--- START TASK MATERIAL ---

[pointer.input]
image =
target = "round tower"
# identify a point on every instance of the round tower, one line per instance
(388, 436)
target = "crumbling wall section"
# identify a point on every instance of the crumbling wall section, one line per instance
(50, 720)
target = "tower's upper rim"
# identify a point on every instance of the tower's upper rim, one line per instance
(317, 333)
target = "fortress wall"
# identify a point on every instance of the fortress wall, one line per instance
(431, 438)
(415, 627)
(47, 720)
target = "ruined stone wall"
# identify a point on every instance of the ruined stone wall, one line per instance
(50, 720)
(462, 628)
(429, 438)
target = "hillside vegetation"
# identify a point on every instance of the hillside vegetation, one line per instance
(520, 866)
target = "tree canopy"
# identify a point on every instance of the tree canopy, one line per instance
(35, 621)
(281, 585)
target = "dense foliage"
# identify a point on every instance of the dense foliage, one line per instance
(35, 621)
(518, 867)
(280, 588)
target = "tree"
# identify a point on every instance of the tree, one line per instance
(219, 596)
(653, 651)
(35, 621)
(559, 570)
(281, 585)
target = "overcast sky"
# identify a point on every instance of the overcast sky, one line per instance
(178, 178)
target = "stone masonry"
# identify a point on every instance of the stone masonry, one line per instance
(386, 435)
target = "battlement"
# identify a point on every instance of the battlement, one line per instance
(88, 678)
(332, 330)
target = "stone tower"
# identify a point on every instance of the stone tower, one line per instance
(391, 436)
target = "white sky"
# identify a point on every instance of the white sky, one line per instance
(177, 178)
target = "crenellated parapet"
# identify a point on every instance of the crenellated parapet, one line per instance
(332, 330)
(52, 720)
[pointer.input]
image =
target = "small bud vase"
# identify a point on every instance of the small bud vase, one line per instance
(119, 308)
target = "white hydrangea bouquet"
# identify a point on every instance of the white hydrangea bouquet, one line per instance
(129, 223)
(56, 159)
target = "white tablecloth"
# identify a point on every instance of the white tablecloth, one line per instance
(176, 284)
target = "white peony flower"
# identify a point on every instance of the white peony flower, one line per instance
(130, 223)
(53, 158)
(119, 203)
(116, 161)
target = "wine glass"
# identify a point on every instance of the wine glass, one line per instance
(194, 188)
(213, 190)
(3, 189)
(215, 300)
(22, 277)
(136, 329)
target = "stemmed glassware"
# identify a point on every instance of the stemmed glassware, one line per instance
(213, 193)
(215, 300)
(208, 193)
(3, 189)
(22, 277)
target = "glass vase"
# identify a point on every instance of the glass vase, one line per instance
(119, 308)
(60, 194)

--- END TASK MATERIAL ---

#### TASK DESCRIPTION
Reproduce the listing in full. Keep it exactly as written.

#### RESULT
[pointer.input]
image =
target = "round tower"
# identify a point on every instance of the round tower, one line per instance
(388, 436)
target = "crumbling wall section"
# identify a point on every instance of the crumbling wall section, one line per instance
(50, 720)
target = "tower's upper rim"
# identify a point on every instance of the tower's upper rim, one line per instance
(317, 333)
target = "fortress wall"
# identify a point on every instance of the fortress wall, one line per instance
(431, 438)
(415, 627)
(47, 720)
target = "ruined stone wall"
# identify a point on every instance of the ruined stone wall, one line per instance
(50, 720)
(462, 628)
(429, 438)
target = "hillside vegetation"
# identify a point on every instance of the hillside vegetation, one line per instance
(520, 866)
target = "tree canopy"
# identify a point on every instance of the tree canopy, one line per instance
(35, 621)
(281, 585)
target = "dense foliage"
# identify a point on every instance of the dense foliage, one line per instance
(35, 621)
(518, 867)
(280, 588)
target = "tree"
# identify a point on every instance of the tree, one line per instance
(219, 596)
(653, 651)
(35, 621)
(559, 570)
(281, 585)
target = "overcast sky"
# identify a point on every instance of the overcast sky, one line per instance
(178, 178)
target = "stone masonry"
# identify a point on every instance of the stone masonry, one line per instance
(386, 435)
target = "battlement"
# identify a point on every instance of the battlement, one line per instance
(88, 678)
(332, 330)
target = "stone tower"
# identify a point on every instance of the stone tower, one line per instance
(391, 436)
target = "white sky"
# identify a point on every instance of the white sky, one line per instance
(177, 178)
target = "crenellated parapet"
# identify a point on every instance of the crenellated parapet, one line per instance
(332, 330)
(52, 720)
[pointer.input]
image =
target = "small bud vase"
# identify a point on every instance of the small bud vase, one line per instance
(119, 308)
target = "white hydrangea bouquet"
# identify a point on every instance of the white hydrangea bouquet, one line per instance
(129, 223)
(56, 159)
target = "white tablecloth"
# identify a point on every instance of the white tablecloth, one line per instance
(176, 284)
target = "white peony flower"
# identify a point on every instance of the white peony flower, one line per instance
(130, 223)
(53, 158)
(119, 203)
(116, 161)
target = "wine glass"
# identify a point on every instance of the wine glass, one line per instance
(194, 188)
(213, 190)
(3, 189)
(215, 300)
(22, 277)
(136, 329)
target = "stemmed glassware"
# identify a point on every instance of the stemmed glassware, one line per instance
(213, 193)
(215, 300)
(208, 193)
(3, 189)
(22, 277)
target = "glass vase"
# identify a point on every instance of the glass vase, one line per instance
(119, 308)
(60, 194)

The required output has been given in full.